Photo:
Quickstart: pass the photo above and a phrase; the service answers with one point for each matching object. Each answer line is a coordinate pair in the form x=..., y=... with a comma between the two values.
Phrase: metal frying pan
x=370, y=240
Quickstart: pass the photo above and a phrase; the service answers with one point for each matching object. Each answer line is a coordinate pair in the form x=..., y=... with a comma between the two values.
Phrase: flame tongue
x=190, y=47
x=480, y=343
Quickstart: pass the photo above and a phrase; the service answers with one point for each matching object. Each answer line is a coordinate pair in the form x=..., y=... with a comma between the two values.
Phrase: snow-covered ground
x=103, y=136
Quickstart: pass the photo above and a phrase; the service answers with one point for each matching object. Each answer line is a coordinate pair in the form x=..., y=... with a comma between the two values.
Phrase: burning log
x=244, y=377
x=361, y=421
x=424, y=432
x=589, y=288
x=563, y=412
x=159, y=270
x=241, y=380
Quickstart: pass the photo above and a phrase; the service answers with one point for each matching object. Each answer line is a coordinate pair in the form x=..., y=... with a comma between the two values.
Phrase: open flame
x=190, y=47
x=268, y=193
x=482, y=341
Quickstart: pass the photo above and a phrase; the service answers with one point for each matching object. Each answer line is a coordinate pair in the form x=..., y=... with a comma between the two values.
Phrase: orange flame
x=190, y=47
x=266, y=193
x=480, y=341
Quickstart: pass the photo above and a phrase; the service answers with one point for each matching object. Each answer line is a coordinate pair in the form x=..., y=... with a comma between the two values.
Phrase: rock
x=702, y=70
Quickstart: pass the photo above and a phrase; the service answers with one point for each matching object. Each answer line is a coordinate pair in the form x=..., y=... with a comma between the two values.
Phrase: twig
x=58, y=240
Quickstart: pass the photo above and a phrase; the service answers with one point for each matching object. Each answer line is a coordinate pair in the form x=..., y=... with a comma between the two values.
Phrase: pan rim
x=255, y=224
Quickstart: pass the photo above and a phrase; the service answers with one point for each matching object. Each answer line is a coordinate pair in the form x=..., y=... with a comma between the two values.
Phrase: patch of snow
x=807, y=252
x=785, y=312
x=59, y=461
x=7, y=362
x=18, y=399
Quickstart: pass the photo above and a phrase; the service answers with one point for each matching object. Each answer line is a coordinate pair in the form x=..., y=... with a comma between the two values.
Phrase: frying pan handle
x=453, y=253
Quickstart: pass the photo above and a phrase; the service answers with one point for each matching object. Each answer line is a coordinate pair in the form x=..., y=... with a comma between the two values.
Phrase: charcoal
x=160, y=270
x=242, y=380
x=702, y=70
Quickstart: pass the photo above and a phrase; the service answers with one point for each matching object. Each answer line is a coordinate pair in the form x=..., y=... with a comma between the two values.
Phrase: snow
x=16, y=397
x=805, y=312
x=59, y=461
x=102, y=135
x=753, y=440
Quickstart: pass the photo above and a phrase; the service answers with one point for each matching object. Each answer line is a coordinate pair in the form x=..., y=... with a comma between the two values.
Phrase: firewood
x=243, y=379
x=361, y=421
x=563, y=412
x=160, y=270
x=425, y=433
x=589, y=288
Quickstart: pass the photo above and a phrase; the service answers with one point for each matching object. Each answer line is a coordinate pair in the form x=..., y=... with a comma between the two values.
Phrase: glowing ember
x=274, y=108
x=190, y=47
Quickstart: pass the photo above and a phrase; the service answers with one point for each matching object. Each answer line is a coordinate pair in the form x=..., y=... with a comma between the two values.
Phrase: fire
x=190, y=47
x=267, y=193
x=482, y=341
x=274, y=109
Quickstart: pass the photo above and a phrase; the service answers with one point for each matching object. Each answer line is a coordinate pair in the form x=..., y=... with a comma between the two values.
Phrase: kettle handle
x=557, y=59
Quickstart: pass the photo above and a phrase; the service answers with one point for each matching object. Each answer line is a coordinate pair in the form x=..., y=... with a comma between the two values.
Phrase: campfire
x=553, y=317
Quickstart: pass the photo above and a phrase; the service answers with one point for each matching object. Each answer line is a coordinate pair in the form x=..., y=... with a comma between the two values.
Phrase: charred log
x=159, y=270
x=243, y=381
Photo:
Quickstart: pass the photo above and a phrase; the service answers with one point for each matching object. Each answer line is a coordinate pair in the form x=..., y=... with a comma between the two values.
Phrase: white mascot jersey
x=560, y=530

■ TASK GOAL ■
Reproduce every entry above word for word, from the first to the last.

■ SOLUTION FOR THIS EXERCISE ■
Photo:
Quickstart: pass the photo above and a phrase; the service answers with one point for each matching object. Each answer line is a coordinate pair in the form x=..., y=... with a comma between the two values.
Phrase: metal frying pan
x=370, y=240
Quickstart: pass the photo above and a phrase; the service answers with one point for each matching object. Each answer line is a coordinate pair in the form x=..., y=... with a comma between the two values.
Phrase: flame tongue
x=190, y=47
x=480, y=343
Quickstart: pass the photo above and a phrase; the service answers with one point for each matching object. Each answer line is a coordinate pair in the form x=..., y=... with a comma between the two values.
Phrase: snow-covered ground
x=103, y=136
Quickstart: pass the photo above and a phrase; the service answers with one point for each matching object. Each answer line is a coordinate pair in the form x=..., y=... with a comma between the two values.
Phrase: burning log
x=244, y=377
x=361, y=421
x=424, y=432
x=589, y=288
x=563, y=412
x=159, y=270
x=241, y=380
Quickstart: pass the photo above and a phrase; the service answers with one point for each matching object. Each answer line is a coordinate pair in the form x=..., y=... with a comma between the two values.
Phrase: open flame
x=190, y=47
x=268, y=193
x=482, y=341
Quickstart: pass the photo above and a phrase; the service answers with one point for each matching object. Each answer line is a coordinate pair in the form x=..., y=... with a comma between the two values.
Phrase: orange flame
x=190, y=47
x=266, y=193
x=480, y=341
Quickstart: pass the photo above and a phrase; the service answers with one point for each matching object. Each answer line is a coordinate pair in the form x=..., y=... with a comma between the two values.
Phrase: rock
x=702, y=70
Quickstart: pass the photo above and a phrase; the service answers with one point for each matching object. Each answer line is a coordinate pair in the form x=..., y=... with a comma between the two values.
Phrase: twig
x=58, y=240
Quickstart: pass the photo above and a phrase; the service answers with one point for each matching object. Each answer line is a coordinate pair in the form x=..., y=... with a comma between the two values.
Phrase: pan rim
x=255, y=224
Quickstart: pass the photo above and a phrase; the service answers with one point for each matching object. Each answer line is a coordinate pair in the form x=..., y=... with a comma between the two values.
Phrase: patch of snow
x=807, y=252
x=785, y=312
x=59, y=461
x=7, y=362
x=18, y=399
Quickstart: pass the photo above and a phrase; the service answers with one point for each matching object. Each answer line is a coordinate pair in the form x=..., y=... with a comma between the two values.
Phrase: frying pan handle
x=453, y=253
Quickstart: pass the photo above and a phrase; the service answers with one point for each matching object. Each answer line is a coordinate pair in the form x=..., y=... with a comma between the two values.
Phrase: charcoal
x=160, y=270
x=242, y=380
x=702, y=70
Quickstart: pass the photo above and a phrase; the service answers with one point for each matching object. Each answer line is a coordinate pair in the form x=..., y=... with a comma between the two values.
Phrase: snow
x=16, y=397
x=805, y=312
x=59, y=461
x=102, y=135
x=753, y=440
Quickstart: pass the photo above and a phrase; the service answers with one point for each matching object. Each answer line is a coordinate pair in the form x=..., y=... with a comma between the two values.
Phrase: firewood
x=243, y=379
x=361, y=421
x=563, y=412
x=160, y=270
x=425, y=433
x=589, y=288
Quickstart: pass the photo above and a phrase; the service answers with one point for each matching object. Each answer line is a coordinate pair in the form x=..., y=... with a comma between the two values.
Phrase: glowing ember
x=274, y=108
x=190, y=47
Quickstart: pass the photo above and a phrase; the service answers with one point for each matching object. Each answer line is a coordinate pair in the form x=..., y=... with a comma between the two values.
Phrase: fire
x=190, y=47
x=267, y=193
x=482, y=341
x=274, y=109
Quickstart: pass the photo above and a phrase; the service answers with one point for each matching object. Each answer line is a coordinate pair in the form x=..., y=... with a comma between the two values.
Phrase: kettle handle
x=557, y=59
Quickstart: pass the photo above and a phrase; the service answers with one point for each matching object. Each answer line is a coordinate pair in the form x=..., y=... with a comma between the two values.
Phrase: campfire
x=553, y=317
Quickstart: pass the photo above and a phrase; the service answers with one point for each matching object. Each answer line is a coordinate pair in the form x=..., y=... with a comma between the two values.
Phrase: charred log
x=159, y=270
x=243, y=381
Photo:
Quickstart: pass the photo above and a phrase; the service answers with one point for each matching object. Each answer line is a coordinate pair in the form x=..., y=... with a comma between the two values.
Phrase: white mascot jersey
x=560, y=530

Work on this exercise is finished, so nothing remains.